INSTRUCTIONS TO FOLLOW:
Copy the entries below from the very beginning through the line that contains "positive clicks: (478, 411)", including that line. Leave the pictures out of your copy.

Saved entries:
============

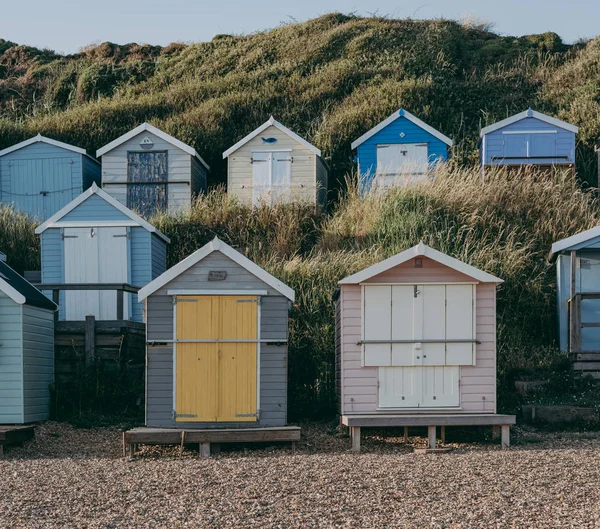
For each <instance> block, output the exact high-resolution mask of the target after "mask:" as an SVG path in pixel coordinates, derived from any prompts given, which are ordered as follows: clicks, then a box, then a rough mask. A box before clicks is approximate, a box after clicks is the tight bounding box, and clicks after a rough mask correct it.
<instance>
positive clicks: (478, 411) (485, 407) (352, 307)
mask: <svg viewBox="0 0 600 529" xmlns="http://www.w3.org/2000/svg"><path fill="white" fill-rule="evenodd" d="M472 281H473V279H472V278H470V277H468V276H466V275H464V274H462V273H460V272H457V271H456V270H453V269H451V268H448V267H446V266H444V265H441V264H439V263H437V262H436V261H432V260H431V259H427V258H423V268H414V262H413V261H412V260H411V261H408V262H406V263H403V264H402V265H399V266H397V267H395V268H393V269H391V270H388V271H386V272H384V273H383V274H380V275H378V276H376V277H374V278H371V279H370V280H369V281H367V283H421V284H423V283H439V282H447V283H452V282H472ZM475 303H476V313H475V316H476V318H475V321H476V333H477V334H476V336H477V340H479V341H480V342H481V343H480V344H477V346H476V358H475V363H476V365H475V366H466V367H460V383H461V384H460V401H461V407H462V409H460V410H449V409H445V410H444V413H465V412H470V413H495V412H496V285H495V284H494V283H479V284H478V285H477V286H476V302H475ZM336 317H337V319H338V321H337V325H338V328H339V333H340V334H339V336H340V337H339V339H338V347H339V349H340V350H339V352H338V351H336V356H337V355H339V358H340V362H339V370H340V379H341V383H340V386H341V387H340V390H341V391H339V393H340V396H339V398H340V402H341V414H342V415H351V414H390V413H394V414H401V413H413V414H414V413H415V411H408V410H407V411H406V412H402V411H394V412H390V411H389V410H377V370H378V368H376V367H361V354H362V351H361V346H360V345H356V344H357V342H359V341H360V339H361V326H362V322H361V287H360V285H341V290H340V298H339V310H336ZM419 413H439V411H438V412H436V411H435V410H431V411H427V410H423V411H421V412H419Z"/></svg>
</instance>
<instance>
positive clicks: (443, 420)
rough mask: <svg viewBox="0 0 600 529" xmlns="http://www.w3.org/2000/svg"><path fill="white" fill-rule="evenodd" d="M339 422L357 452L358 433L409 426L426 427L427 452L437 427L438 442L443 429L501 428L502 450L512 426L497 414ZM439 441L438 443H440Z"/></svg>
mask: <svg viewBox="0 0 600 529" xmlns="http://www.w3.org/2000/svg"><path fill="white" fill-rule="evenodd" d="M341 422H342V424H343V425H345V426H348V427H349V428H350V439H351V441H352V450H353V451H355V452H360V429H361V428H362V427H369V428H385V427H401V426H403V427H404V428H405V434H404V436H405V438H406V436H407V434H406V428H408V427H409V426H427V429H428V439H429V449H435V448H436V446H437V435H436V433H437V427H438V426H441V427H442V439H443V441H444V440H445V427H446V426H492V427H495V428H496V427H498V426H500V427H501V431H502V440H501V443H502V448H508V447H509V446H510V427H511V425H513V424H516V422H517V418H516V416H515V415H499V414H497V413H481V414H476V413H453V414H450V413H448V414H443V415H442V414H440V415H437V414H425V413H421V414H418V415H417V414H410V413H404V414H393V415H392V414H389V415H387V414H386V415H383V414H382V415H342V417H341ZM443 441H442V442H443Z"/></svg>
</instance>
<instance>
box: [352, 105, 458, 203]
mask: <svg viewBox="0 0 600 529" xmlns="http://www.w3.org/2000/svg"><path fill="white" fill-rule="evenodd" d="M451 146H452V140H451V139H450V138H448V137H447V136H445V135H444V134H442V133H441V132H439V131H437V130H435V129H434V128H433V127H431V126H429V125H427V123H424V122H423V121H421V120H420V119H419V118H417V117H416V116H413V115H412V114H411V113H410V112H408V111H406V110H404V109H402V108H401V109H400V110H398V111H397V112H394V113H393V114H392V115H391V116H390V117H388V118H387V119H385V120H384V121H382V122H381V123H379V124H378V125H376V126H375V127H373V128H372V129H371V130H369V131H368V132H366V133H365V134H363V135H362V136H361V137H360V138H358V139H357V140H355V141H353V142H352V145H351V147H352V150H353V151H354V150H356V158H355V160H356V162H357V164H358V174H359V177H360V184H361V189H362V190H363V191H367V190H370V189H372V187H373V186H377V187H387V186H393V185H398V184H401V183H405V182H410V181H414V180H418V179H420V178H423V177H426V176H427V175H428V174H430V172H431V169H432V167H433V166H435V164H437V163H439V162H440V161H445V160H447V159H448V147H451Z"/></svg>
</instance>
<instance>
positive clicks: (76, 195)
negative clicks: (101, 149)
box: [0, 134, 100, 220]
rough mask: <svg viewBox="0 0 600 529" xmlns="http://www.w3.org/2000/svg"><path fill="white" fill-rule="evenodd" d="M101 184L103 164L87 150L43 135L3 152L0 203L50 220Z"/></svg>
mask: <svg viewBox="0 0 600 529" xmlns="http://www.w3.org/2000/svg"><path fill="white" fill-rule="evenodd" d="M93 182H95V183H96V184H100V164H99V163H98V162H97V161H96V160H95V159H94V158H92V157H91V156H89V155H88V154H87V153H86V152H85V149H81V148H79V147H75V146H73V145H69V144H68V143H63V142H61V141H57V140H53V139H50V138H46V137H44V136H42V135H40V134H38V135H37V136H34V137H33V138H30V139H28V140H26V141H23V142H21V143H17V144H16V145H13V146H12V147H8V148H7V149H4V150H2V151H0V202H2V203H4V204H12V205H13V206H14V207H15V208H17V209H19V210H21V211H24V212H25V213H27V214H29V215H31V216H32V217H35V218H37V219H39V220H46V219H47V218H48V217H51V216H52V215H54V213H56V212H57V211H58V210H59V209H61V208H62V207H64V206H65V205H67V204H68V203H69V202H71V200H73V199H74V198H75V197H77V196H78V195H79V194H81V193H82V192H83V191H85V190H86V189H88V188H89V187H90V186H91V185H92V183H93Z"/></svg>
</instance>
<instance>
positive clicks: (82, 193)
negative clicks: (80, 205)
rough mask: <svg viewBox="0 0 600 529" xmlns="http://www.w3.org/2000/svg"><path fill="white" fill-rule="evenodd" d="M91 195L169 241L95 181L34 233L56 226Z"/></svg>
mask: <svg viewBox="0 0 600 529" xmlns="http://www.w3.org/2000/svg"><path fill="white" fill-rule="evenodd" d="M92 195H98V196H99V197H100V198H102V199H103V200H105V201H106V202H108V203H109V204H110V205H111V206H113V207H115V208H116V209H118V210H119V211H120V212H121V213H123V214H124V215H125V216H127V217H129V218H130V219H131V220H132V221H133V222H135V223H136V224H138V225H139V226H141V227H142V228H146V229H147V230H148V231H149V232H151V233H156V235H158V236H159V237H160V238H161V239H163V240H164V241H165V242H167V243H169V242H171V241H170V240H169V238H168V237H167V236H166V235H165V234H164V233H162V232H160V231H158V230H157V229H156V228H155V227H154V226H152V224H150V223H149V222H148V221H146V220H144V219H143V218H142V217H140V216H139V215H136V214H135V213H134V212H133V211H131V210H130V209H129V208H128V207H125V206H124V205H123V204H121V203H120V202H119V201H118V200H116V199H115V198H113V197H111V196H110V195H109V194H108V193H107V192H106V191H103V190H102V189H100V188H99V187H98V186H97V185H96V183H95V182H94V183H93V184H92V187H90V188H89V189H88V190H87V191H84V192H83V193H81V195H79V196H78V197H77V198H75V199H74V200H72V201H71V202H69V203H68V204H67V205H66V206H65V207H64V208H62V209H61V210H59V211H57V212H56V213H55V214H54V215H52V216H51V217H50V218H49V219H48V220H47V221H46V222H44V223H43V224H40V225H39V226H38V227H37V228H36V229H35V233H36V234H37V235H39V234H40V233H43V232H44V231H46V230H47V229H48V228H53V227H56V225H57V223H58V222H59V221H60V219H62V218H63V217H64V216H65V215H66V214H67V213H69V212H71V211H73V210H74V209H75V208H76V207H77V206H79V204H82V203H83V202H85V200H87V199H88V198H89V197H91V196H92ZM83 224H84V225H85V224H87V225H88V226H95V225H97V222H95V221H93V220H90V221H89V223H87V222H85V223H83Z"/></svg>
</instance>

============

ANSWER SPACE:
For each <instance> block, output the exact high-resolution mask of the target after "mask:" as an SVG path in pixel coordinates, derived from any prompts given, which are ordered as follows: clicks, then a box, then a rough mask. A box before clicks is approximate, a box after clicks is the tight bounding box, and clicks after a rough mask correct it.
<instance>
positive clicks: (478, 411) (485, 407) (352, 307)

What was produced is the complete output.